▸ **Work instruction**
Exactly the lines from the one containing "motorcycle in the photo above." through the end of the listing must make up the answer, with no pictures included.

▸ **Extracted material**
·····

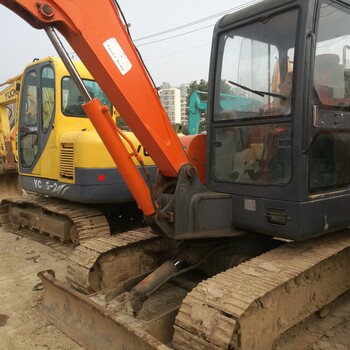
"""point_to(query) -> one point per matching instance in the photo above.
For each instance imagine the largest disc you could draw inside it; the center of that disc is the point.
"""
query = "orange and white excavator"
(239, 256)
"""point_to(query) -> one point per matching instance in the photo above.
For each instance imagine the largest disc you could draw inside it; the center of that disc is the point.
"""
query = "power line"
(192, 24)
(175, 36)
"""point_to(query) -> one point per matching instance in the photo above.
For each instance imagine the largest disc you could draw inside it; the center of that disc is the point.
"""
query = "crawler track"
(34, 211)
(250, 306)
(102, 261)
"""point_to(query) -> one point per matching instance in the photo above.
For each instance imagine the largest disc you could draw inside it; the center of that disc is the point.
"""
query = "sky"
(177, 60)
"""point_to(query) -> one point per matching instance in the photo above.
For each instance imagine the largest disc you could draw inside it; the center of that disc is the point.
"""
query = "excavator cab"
(284, 153)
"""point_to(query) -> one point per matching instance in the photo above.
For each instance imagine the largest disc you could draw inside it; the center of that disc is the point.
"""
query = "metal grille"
(67, 161)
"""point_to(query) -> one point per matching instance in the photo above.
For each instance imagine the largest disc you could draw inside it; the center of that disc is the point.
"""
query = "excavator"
(237, 258)
(60, 157)
(8, 161)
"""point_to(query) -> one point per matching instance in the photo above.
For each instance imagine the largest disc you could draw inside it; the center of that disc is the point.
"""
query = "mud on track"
(22, 327)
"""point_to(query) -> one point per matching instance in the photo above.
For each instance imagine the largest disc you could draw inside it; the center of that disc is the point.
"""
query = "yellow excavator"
(8, 149)
(238, 258)
(60, 157)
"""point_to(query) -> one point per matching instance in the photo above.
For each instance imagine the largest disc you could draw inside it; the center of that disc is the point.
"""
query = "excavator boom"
(110, 56)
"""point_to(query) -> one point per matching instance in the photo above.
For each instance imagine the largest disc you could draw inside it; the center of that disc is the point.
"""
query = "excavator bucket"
(86, 320)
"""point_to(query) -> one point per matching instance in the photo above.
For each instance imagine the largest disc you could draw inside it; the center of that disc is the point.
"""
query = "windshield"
(72, 99)
(332, 59)
(256, 69)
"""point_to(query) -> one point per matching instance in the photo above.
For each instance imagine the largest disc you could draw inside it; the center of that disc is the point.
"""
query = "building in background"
(174, 100)
(184, 114)
(170, 98)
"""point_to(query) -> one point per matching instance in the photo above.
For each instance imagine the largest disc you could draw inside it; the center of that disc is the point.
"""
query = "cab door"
(35, 116)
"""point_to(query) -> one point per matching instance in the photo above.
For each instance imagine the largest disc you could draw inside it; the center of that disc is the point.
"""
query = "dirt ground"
(21, 324)
(23, 327)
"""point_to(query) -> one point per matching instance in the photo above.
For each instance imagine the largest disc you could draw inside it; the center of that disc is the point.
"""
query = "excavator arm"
(97, 33)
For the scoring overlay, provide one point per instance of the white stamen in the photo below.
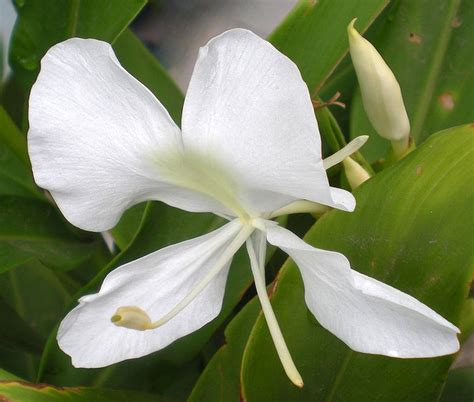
(343, 153)
(275, 331)
(223, 259)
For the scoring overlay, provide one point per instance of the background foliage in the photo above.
(412, 227)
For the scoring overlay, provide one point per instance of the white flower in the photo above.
(249, 150)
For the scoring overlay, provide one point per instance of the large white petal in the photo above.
(248, 105)
(368, 315)
(156, 283)
(97, 136)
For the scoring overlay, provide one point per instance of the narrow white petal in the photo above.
(366, 314)
(248, 104)
(155, 283)
(96, 134)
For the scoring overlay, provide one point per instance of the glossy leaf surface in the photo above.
(389, 237)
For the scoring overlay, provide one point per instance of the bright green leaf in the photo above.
(459, 386)
(313, 35)
(42, 24)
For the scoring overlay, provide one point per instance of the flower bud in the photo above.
(131, 317)
(381, 94)
(355, 173)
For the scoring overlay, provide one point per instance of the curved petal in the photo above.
(96, 134)
(248, 104)
(155, 283)
(368, 315)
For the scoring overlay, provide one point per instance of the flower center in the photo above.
(205, 174)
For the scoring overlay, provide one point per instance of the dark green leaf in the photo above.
(411, 229)
(161, 226)
(16, 334)
(34, 230)
(42, 24)
(313, 35)
(15, 170)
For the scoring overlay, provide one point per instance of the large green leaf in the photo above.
(411, 229)
(313, 35)
(143, 65)
(20, 391)
(426, 44)
(16, 333)
(459, 386)
(161, 226)
(15, 170)
(42, 24)
(31, 229)
(35, 295)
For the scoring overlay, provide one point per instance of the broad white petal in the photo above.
(156, 283)
(96, 137)
(248, 105)
(368, 315)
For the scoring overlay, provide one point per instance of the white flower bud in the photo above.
(381, 94)
(355, 173)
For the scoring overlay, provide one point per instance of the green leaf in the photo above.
(144, 66)
(426, 45)
(411, 229)
(21, 391)
(161, 226)
(34, 230)
(42, 24)
(38, 297)
(16, 333)
(459, 386)
(220, 380)
(5, 375)
(15, 169)
(313, 35)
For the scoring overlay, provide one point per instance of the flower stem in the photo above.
(275, 331)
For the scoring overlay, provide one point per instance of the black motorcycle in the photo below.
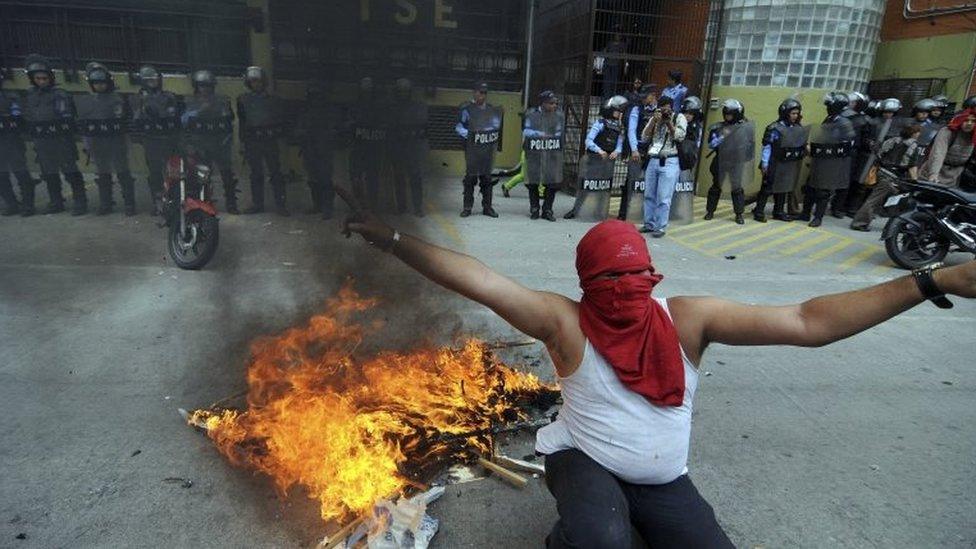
(927, 222)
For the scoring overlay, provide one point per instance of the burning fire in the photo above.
(353, 430)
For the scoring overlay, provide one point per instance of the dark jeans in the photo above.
(597, 510)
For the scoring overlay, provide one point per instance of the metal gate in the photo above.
(587, 50)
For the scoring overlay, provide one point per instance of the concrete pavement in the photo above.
(866, 443)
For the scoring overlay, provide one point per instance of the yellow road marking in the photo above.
(830, 250)
(807, 244)
(781, 240)
(859, 257)
(703, 229)
(445, 224)
(752, 238)
(733, 233)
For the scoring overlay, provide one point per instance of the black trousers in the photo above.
(260, 154)
(484, 183)
(158, 152)
(598, 510)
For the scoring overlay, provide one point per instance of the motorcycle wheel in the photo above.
(194, 249)
(911, 247)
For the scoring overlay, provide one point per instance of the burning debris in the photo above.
(354, 430)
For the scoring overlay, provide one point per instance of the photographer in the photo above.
(663, 133)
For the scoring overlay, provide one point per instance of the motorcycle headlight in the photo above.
(203, 172)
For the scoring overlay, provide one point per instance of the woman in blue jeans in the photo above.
(663, 133)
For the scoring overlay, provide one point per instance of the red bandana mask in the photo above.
(624, 324)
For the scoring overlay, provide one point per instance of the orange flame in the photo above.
(353, 431)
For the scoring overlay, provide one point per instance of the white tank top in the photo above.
(621, 430)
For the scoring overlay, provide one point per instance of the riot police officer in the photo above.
(103, 118)
(479, 124)
(209, 123)
(318, 130)
(847, 201)
(259, 122)
(369, 135)
(831, 147)
(784, 146)
(604, 144)
(156, 115)
(13, 159)
(733, 115)
(543, 144)
(408, 149)
(50, 117)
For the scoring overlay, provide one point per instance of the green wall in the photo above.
(762, 107)
(949, 56)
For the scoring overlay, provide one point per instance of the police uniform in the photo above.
(49, 116)
(319, 130)
(103, 119)
(543, 145)
(260, 120)
(156, 116)
(208, 122)
(13, 157)
(480, 127)
(408, 151)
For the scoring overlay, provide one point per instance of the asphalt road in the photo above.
(870, 442)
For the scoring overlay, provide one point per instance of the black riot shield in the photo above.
(787, 156)
(484, 131)
(736, 155)
(831, 150)
(596, 179)
(544, 155)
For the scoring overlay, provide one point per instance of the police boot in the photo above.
(53, 183)
(280, 209)
(533, 201)
(104, 183)
(128, 193)
(79, 200)
(230, 195)
(711, 202)
(779, 203)
(838, 204)
(819, 209)
(316, 196)
(468, 196)
(26, 194)
(486, 209)
(739, 205)
(11, 206)
(547, 203)
(759, 210)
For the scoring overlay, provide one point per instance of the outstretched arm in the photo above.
(541, 315)
(813, 323)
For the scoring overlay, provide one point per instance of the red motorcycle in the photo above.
(189, 212)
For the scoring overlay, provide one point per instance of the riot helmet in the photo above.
(835, 102)
(617, 103)
(149, 78)
(203, 79)
(788, 105)
(96, 73)
(255, 74)
(924, 105)
(733, 107)
(691, 104)
(857, 101)
(403, 86)
(36, 64)
(891, 105)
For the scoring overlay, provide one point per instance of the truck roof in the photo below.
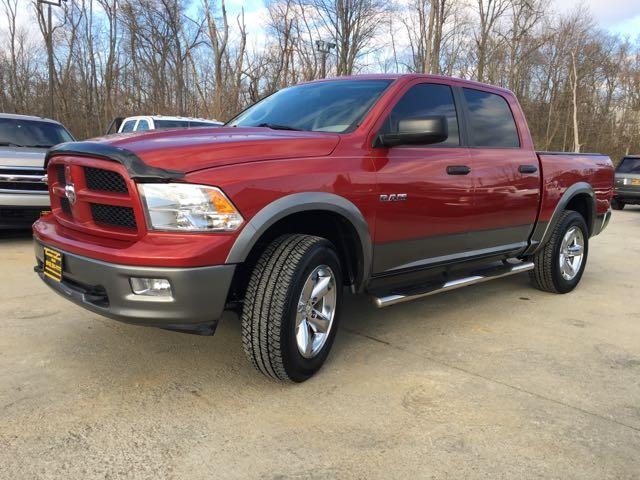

·····

▸ **Answer area**
For the scoring overlay, provide one point per instance of the red motorcycle in the photo above.
(189, 212)
For the scoring overlay, provide one point per instance of the riot helmet in the photo above.
(835, 102)
(617, 103)
(149, 78)
(203, 79)
(788, 105)
(96, 73)
(255, 74)
(924, 105)
(733, 107)
(691, 104)
(857, 101)
(403, 86)
(36, 64)
(891, 105)
For the scoring overlay, provide one point per instance of the truck roof in the photo below.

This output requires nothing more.